- [Problem requirements]
Rewrite everything from the start of the material down to the line containing "[19,572,1000,750]", putting "shoreline" in place of "sandy beach" and keeping every other part the same. Leave the pictures out of your answer.

[Image region labeling entries]
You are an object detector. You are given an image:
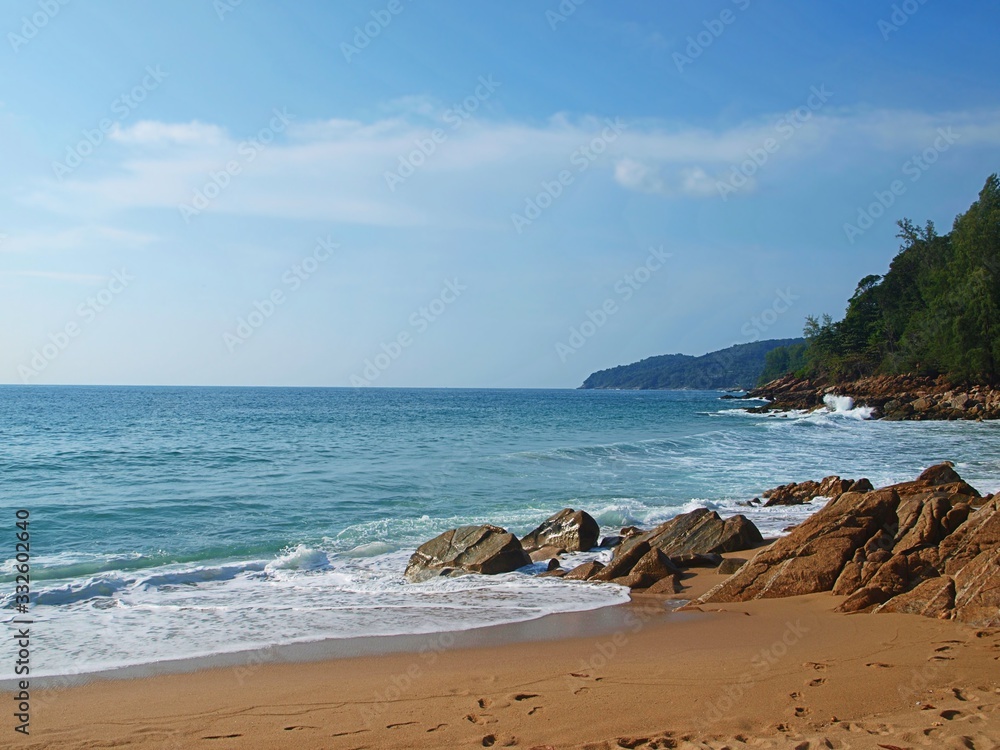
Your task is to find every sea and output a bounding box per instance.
[0,386,1000,679]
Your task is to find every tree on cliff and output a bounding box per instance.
[762,174,1000,383]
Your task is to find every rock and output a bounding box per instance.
[646,575,681,594]
[874,576,955,618]
[609,570,662,589]
[528,547,566,562]
[535,568,567,578]
[629,547,681,583]
[563,560,604,581]
[700,488,899,602]
[715,557,747,576]
[764,475,856,508]
[593,541,652,581]
[615,508,764,557]
[521,508,601,552]
[670,552,723,568]
[847,477,875,492]
[404,524,531,583]
[834,586,889,613]
[917,461,962,485]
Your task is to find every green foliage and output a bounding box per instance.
[582,339,805,390]
[765,174,1000,384]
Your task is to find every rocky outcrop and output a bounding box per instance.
[762,476,873,508]
[701,463,1000,627]
[615,508,764,559]
[404,524,531,583]
[521,508,601,552]
[743,375,1000,420]
[704,489,899,601]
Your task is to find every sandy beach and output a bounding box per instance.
[19,572,1000,750]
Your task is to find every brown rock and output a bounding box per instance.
[521,508,601,552]
[875,576,955,618]
[646,575,681,594]
[670,552,723,568]
[404,524,531,583]
[563,560,604,581]
[629,547,681,581]
[528,547,566,562]
[615,508,764,557]
[715,557,747,576]
[594,541,651,581]
[834,586,890,612]
[913,462,962,485]
[700,488,899,602]
[846,477,875,492]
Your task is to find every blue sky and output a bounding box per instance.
[0,0,1000,387]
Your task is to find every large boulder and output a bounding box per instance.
[521,508,601,552]
[404,524,531,583]
[615,508,764,559]
[701,488,899,602]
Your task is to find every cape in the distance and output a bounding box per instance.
[580,339,804,391]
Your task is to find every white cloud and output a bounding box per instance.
[22,108,1000,226]
[109,120,226,146]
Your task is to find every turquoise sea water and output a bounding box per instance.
[0,386,1000,677]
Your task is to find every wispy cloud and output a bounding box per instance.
[19,106,1000,225]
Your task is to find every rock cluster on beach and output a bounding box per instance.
[406,463,1000,627]
[405,508,764,593]
[745,375,1000,420]
[750,475,874,508]
[699,464,1000,627]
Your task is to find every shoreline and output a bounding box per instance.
[0,600,704,692]
[9,571,1000,750]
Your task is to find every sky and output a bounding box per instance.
[0,0,1000,388]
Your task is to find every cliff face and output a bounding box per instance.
[581,339,802,391]
[748,375,1000,420]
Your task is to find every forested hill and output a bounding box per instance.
[580,339,802,390]
[763,174,1000,385]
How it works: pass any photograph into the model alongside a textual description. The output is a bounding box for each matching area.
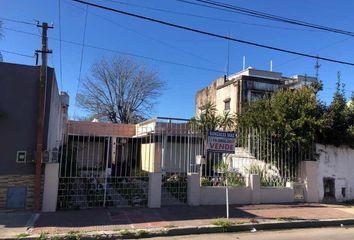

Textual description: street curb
[13,218,354,240]
[25,213,40,231]
[156,218,354,236]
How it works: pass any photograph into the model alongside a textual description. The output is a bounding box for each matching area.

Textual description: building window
[250,91,265,102]
[224,98,231,111]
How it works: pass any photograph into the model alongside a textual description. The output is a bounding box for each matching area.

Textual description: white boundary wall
[188,174,295,206]
[316,144,354,202]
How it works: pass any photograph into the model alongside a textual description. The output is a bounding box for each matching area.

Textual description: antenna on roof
[242,56,246,70]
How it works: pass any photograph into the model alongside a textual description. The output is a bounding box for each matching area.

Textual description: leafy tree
[190,102,235,134]
[77,56,164,123]
[319,72,354,146]
[237,86,329,146]
[0,21,4,62]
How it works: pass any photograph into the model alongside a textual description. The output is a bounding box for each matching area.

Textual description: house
[195,67,317,115]
[0,62,69,209]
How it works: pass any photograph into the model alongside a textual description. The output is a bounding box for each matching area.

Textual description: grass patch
[235,220,251,225]
[16,233,31,238]
[119,229,129,237]
[38,232,48,240]
[136,229,149,238]
[164,224,177,228]
[211,218,233,228]
[250,218,259,223]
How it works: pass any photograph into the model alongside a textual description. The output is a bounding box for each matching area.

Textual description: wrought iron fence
[58,118,313,208]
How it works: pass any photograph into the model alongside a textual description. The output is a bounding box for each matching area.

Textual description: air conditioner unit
[42,148,59,163]
[16,151,27,163]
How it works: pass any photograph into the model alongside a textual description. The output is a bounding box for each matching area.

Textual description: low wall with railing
[187,174,297,206]
[200,186,252,205]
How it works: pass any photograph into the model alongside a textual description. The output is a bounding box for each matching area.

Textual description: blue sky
[0,0,354,118]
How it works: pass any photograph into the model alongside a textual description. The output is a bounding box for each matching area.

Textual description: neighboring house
[0,63,69,209]
[195,68,317,115]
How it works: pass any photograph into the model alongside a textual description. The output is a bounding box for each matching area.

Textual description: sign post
[207,131,236,219]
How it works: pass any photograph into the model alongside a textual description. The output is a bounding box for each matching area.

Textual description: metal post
[103,137,111,207]
[34,22,53,211]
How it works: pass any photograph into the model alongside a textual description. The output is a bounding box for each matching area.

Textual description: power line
[72,0,354,66]
[0,49,34,58]
[74,1,89,118]
[67,2,217,65]
[2,25,224,73]
[104,0,323,32]
[0,17,37,26]
[274,37,352,68]
[181,0,354,37]
[58,0,63,89]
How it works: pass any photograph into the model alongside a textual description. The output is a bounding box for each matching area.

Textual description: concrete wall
[47,76,65,155]
[260,187,294,203]
[0,175,42,210]
[187,174,295,206]
[316,144,354,201]
[200,187,252,205]
[0,63,61,172]
[141,143,162,173]
[0,63,39,176]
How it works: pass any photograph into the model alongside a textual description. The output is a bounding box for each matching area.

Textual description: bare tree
[77,56,164,123]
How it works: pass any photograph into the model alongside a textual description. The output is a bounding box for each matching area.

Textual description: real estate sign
[207,131,236,153]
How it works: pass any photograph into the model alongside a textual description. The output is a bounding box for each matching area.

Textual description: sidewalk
[0,204,354,236]
[34,204,354,233]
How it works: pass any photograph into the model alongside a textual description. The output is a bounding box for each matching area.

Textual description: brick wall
[0,175,43,210]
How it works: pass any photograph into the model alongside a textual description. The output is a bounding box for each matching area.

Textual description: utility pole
[34,22,53,212]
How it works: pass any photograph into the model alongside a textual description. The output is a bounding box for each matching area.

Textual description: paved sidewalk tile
[0,212,33,239]
[34,204,354,233]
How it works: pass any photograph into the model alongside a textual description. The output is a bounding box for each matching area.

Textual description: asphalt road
[149,226,354,240]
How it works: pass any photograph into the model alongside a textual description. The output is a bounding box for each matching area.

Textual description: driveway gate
[58,124,149,209]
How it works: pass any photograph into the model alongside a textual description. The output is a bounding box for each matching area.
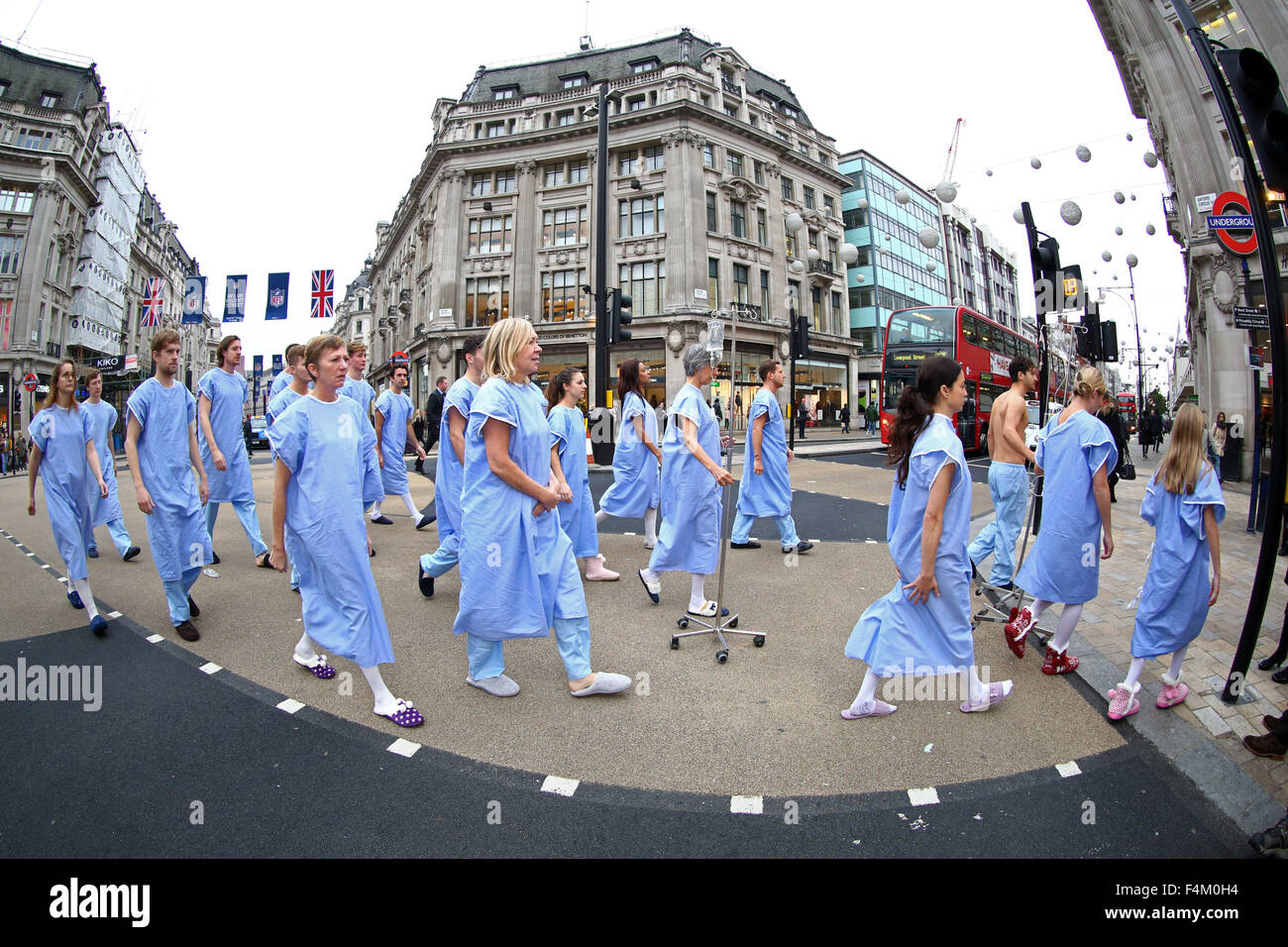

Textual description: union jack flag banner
[142,275,163,329]
[309,269,335,320]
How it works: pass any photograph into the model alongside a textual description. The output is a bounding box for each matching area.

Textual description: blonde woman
[452,318,631,697]
[1006,366,1118,674]
[1108,404,1225,720]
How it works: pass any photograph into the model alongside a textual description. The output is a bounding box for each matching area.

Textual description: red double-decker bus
[1115,391,1136,434]
[881,305,1068,451]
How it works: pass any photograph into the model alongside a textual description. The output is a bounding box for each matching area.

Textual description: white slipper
[570,672,631,697]
[465,674,519,697]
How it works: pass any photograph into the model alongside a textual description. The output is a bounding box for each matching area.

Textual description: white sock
[850,668,877,714]
[362,665,398,714]
[690,573,707,608]
[1124,657,1145,690]
[72,579,98,621]
[1051,604,1082,655]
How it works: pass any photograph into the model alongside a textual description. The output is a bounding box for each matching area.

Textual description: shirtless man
[966,356,1038,588]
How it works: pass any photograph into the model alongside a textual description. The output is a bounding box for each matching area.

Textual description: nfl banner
[224,274,246,322]
[183,275,206,326]
[309,269,335,320]
[265,273,291,320]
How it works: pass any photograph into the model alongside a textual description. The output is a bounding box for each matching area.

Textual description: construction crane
[940,119,966,180]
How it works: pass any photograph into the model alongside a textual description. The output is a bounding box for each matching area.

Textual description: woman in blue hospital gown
[268,335,425,727]
[639,344,734,617]
[841,356,1012,720]
[1005,366,1118,676]
[452,320,631,697]
[27,359,107,635]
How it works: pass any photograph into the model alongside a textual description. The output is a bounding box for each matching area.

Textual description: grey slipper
[465,674,519,697]
[570,672,631,697]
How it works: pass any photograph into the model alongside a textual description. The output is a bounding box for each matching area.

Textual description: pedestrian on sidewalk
[1005,366,1118,674]
[27,359,108,637]
[841,356,1012,720]
[81,368,143,562]
[125,329,214,642]
[417,335,483,598]
[639,344,733,618]
[452,320,631,697]
[197,335,270,569]
[729,359,814,556]
[371,365,435,530]
[546,365,621,582]
[1108,403,1225,720]
[268,335,425,727]
[595,359,664,549]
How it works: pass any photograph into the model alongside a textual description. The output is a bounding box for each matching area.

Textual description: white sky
[0,0,1185,380]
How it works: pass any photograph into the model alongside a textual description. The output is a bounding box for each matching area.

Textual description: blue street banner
[224,274,246,322]
[183,275,206,326]
[265,273,291,320]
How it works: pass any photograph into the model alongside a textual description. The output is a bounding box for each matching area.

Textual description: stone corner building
[361,30,858,410]
[1089,0,1288,476]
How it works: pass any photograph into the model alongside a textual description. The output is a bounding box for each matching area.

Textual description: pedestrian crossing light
[608,290,632,346]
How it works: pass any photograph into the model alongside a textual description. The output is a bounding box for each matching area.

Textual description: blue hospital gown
[1015,411,1118,604]
[599,391,660,519]
[434,377,480,549]
[648,384,722,575]
[268,395,394,668]
[81,401,123,526]
[197,368,255,502]
[738,388,793,517]
[340,374,376,415]
[126,377,214,582]
[1130,464,1225,657]
[27,404,98,582]
[374,389,412,496]
[845,414,975,678]
[452,377,588,642]
[548,404,599,557]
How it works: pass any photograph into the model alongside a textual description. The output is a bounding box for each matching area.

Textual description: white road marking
[541,776,581,796]
[385,737,420,758]
[909,786,939,805]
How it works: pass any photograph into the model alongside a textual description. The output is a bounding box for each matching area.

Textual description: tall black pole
[1172,3,1288,703]
[591,81,608,408]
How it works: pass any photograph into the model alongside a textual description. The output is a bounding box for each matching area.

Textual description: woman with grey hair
[639,344,733,617]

- [Exercise response]
You are an object detector. You are given an image:
Your task is to find every sea and output a bounding box per instance.
[0,386,1000,679]
Your task is to find every tree on cliff and output a bounding box per instance.
[762,174,1000,383]
Your task is to find every rock and output a bounding box per instance.
[646,575,681,594]
[874,576,955,618]
[609,570,662,589]
[528,547,566,562]
[535,568,567,578]
[629,547,681,583]
[563,560,604,581]
[700,488,899,602]
[715,557,747,576]
[764,475,856,508]
[593,541,652,581]
[615,508,764,557]
[521,508,601,552]
[670,552,723,568]
[847,477,875,492]
[404,524,531,583]
[834,586,889,613]
[917,461,962,485]
Your task is to find every green foliage and output a bounding box per instance.
[582,339,805,390]
[765,174,1000,384]
Your task is to find every rocky outcrop and output a bounding box per instance.
[762,476,873,508]
[701,463,1000,627]
[615,508,764,559]
[404,524,531,583]
[521,508,601,552]
[743,375,1000,420]
[704,489,899,601]
Your task is to find every shoreline and output a bounding box per instance.
[19,572,1000,750]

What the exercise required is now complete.